### Required task
Write every line of the items below as a JSON list of strings, one string per line, skipping blank lines and leaving out the pictures.

◇ ◇ ◇ ◇ ◇

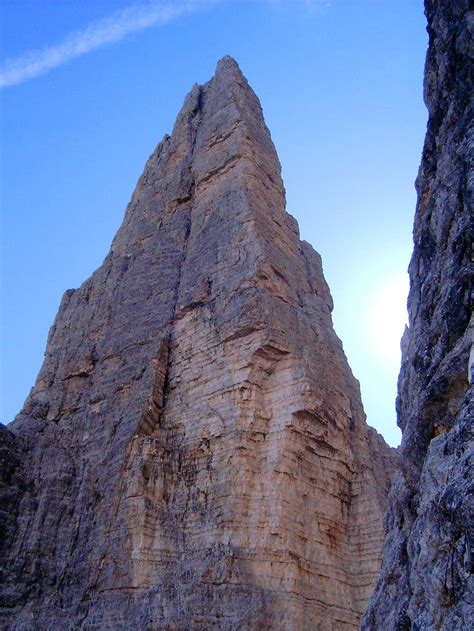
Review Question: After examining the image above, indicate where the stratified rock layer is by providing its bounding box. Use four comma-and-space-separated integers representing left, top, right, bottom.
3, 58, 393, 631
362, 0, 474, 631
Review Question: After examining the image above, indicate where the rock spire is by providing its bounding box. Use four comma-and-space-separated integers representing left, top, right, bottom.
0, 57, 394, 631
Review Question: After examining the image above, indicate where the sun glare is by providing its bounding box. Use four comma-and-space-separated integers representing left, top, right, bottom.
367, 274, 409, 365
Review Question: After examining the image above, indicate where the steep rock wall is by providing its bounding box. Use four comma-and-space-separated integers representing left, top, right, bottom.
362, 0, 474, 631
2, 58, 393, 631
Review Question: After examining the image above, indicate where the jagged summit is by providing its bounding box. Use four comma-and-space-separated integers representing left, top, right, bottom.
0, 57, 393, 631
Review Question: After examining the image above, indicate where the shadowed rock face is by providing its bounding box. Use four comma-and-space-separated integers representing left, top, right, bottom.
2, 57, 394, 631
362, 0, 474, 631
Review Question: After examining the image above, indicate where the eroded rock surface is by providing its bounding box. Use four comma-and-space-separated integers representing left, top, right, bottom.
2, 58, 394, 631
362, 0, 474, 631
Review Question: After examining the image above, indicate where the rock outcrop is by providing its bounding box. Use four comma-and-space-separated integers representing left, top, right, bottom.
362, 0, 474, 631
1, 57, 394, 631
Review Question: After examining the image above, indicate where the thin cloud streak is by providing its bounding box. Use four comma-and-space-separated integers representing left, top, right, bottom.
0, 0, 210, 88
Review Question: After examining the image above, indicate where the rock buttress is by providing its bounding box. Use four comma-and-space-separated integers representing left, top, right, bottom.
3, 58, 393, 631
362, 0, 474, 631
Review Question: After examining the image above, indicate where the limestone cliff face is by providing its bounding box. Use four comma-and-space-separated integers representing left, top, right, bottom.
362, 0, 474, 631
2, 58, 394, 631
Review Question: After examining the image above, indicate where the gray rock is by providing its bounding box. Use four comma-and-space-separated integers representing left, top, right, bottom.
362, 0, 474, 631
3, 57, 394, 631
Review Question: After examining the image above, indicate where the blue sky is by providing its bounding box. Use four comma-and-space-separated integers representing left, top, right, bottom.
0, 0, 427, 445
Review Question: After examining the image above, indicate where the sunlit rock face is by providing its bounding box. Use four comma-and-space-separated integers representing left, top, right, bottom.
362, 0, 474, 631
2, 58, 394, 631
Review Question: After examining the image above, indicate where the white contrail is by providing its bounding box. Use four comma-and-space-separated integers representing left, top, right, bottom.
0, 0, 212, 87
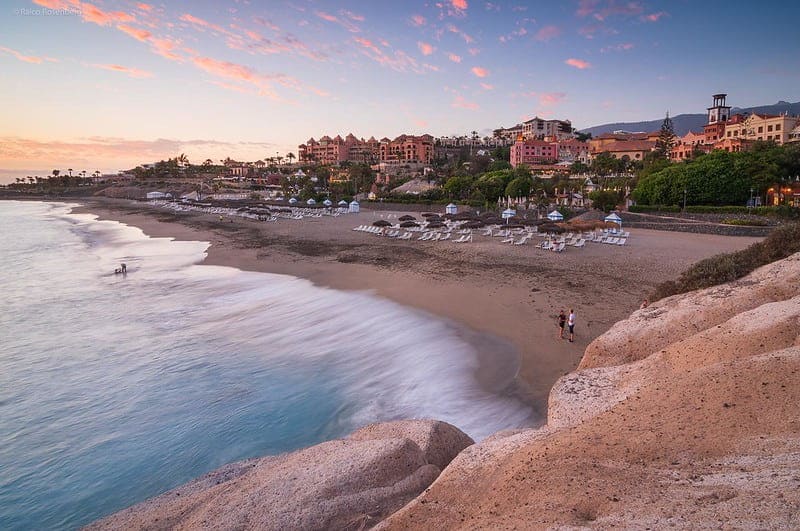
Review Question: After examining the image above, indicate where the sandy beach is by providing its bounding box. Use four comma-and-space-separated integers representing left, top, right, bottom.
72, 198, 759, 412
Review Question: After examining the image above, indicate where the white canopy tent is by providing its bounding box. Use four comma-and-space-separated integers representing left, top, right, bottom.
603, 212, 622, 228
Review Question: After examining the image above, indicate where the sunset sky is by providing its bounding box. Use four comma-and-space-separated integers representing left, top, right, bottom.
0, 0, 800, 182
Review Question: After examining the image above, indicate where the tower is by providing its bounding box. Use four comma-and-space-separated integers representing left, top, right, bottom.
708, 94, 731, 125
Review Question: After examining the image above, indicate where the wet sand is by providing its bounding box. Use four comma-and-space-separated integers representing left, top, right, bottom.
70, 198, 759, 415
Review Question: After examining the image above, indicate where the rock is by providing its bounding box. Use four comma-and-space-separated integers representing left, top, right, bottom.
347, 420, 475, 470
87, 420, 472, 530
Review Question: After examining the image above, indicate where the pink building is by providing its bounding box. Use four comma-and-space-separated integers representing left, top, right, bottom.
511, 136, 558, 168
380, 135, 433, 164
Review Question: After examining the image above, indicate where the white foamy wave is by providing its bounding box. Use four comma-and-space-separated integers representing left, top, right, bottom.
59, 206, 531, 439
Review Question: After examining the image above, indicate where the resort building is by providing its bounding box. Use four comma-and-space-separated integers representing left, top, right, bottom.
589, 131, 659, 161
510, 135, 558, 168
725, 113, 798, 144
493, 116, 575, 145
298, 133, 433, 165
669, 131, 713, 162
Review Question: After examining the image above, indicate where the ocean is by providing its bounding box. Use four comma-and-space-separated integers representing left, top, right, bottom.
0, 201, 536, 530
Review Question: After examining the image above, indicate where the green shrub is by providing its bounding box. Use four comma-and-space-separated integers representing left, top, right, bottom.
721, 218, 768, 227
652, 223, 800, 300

◇ ◇ ◇ ◇ ◇

### Output for this exercise
[
  "Review Question: After examining the image above, indicate where the stratified rock layer is by providing its bounding box. Use four comma-and-space-separated integers representing left, top, right, bottom.",
  "3, 58, 393, 631",
  "362, 0, 474, 631",
  "Review Question: After examining the image above, indicate where the rock spire is by providing its bounding box. Use four comma-and-space-separated integers representing left, top, right, bottom.",
  "0, 57, 394, 631",
  "Review Question: After examining the image above, indicate where the sun glare is by providing its bounding box. Use four comma-and-space-separated integers representing left, top, right, bottom.",
  "367, 274, 409, 365",
  "Review Question: After examining the image above, indicate where the steep rock wall is by providing its bounding box. Use four comma-and-space-separated integers representing left, top, right, bottom.",
  "362, 0, 474, 631",
  "2, 58, 393, 631",
  "Review Question: After examining the image above, indicate where the jagged summit is by providing its bounding box. Use four comma-and-space-separated integers representing left, top, right, bottom.",
  "0, 57, 393, 631",
  "Review Question: After examining the image above, indicate where the shadowed rock face is by providing its bounding box. Use four comma-and-space-separated integers representing left, top, right, bottom.",
  "2, 57, 394, 631",
  "362, 0, 474, 631",
  "Review Question: After examining the image above, indicate where the eroded rock surface is by providing its bounding box. Use four comma-and-space-separated integers representing left, top, right, bottom.",
  "2, 58, 394, 631",
  "362, 0, 474, 631",
  "Review Question: After examining the image above, indicate where the rock outcrop is by providing its bounding box. Use four comma-and-space-separated integers representing left, top, right, bottom.",
  "362, 0, 474, 631",
  "1, 57, 394, 631",
  "Review Question: After examining the image above, indicate where the thin cloud streak is by providing its bounding box. Use four comma-and-space-separated integers representing left, top, right, bottom.",
  "0, 0, 210, 88",
  "Review Question: After examining the image above, indicate where the rock buttress is by providing its bounding box. Use four comma-and-space-separated integers representing left, top, right, bottom.",
  "3, 58, 393, 631",
  "362, 0, 474, 631",
  "Review Question: After examining the image above, indicate where the limestone cliff face is by providing its bounding box. Use four comma-and-space-separated integers representing left, top, right, bottom.",
  "362, 0, 474, 631",
  "2, 58, 394, 631",
  "Review Question: After examining the image above, indicate where the gray rock is by providing its bounding box. Use four comma-and-space-separated integers representing left, top, right, bottom.",
  "362, 0, 474, 631",
  "3, 57, 394, 631",
  "Review Question: After examining the image above, indicate where the blue sky is by providing its bounding box. Use four comma-and-space-separated integers representing left, top, right, bottom.",
  "0, 0, 427, 445",
  "Review Question: After examining the image above, indicate where the sunlit rock face is by providing its bounding box. Use four comma-and-space-separated integers representing left, top, right, bottom.",
  "362, 0, 474, 631",
  "2, 58, 394, 631",
  "Review Question: After examining the image above, indicate where the white contrail is by providing its bounding box. Use four comma-and-space-separated integers representing left, top, right, bottom.",
  "0, 0, 212, 87",
  "Review Question: After examining the image above, indicate where the sandy beach is by providing its bounding box. Use four comma-and-space-separated integers representing left, top, right, bottom.",
  "72, 198, 759, 412",
  "Review Question: After examining the image above, indicate where the white canopy tent is by providing its bounding box. Use four comma-and-space-separated integers representing left, top, right, bottom.",
  "603, 212, 622, 228",
  "Review Question: After examining the image above, indicate where the sunset sky is by providing its bounding box. Use four comma-and-space-separated integers representing left, top, right, bottom.",
  "0, 0, 800, 182",
  "Review Question: After examining the image above, indicate where the tower is by providing its bounding box. Use four comma-and-space-separated integers representing left, top, right, bottom.",
  "708, 94, 731, 125",
  "Review Question: After examining the image above, indicate where the wet sand is by providing its bounding box. Use four comma-and-space-separated integers representing left, top, right, bottom.",
  "70, 198, 759, 415",
  "Review Question: After examining the image above, indicate where the rock is by providing its bounding box. Use four comma-and-space-separated integers representing left, top, right, bottom.",
  "347, 420, 475, 470",
  "87, 420, 472, 530",
  "Review Question: After examining the image above, indicate where the pink building is by providing its bounding box. Use four comma-and-space-separated integers representing left, top, right, bottom.",
  "511, 136, 558, 168",
  "380, 135, 433, 164",
  "Review Question: After examining the image above, indicate where the white foamy wave is by providing its bounding box. Use four comma-and-space-separated integers representing left, top, right, bottom.",
  "59, 206, 531, 439",
  "Review Question: After examining the image above, indicate where the resort building is by providing its bounding box. Use four comma-and-space-separated integers representing left, top, right, bottom.",
  "589, 131, 659, 161",
  "510, 135, 558, 168",
  "725, 113, 798, 144",
  "493, 116, 575, 145",
  "298, 133, 433, 165",
  "669, 131, 713, 162",
  "Review Question: After examining the image above, indicate where the ocean is by providing its bounding box. Use four comma-and-space-separated integers representing left, top, right, bottom.",
  "0, 201, 536, 530",
  "Review Question: After examining the image above, indicate where the green shrub is by providing its bounding box. Use four comma-and-space-separated integers representing left, top, right, bottom.",
  "721, 218, 768, 227",
  "652, 223, 800, 300"
]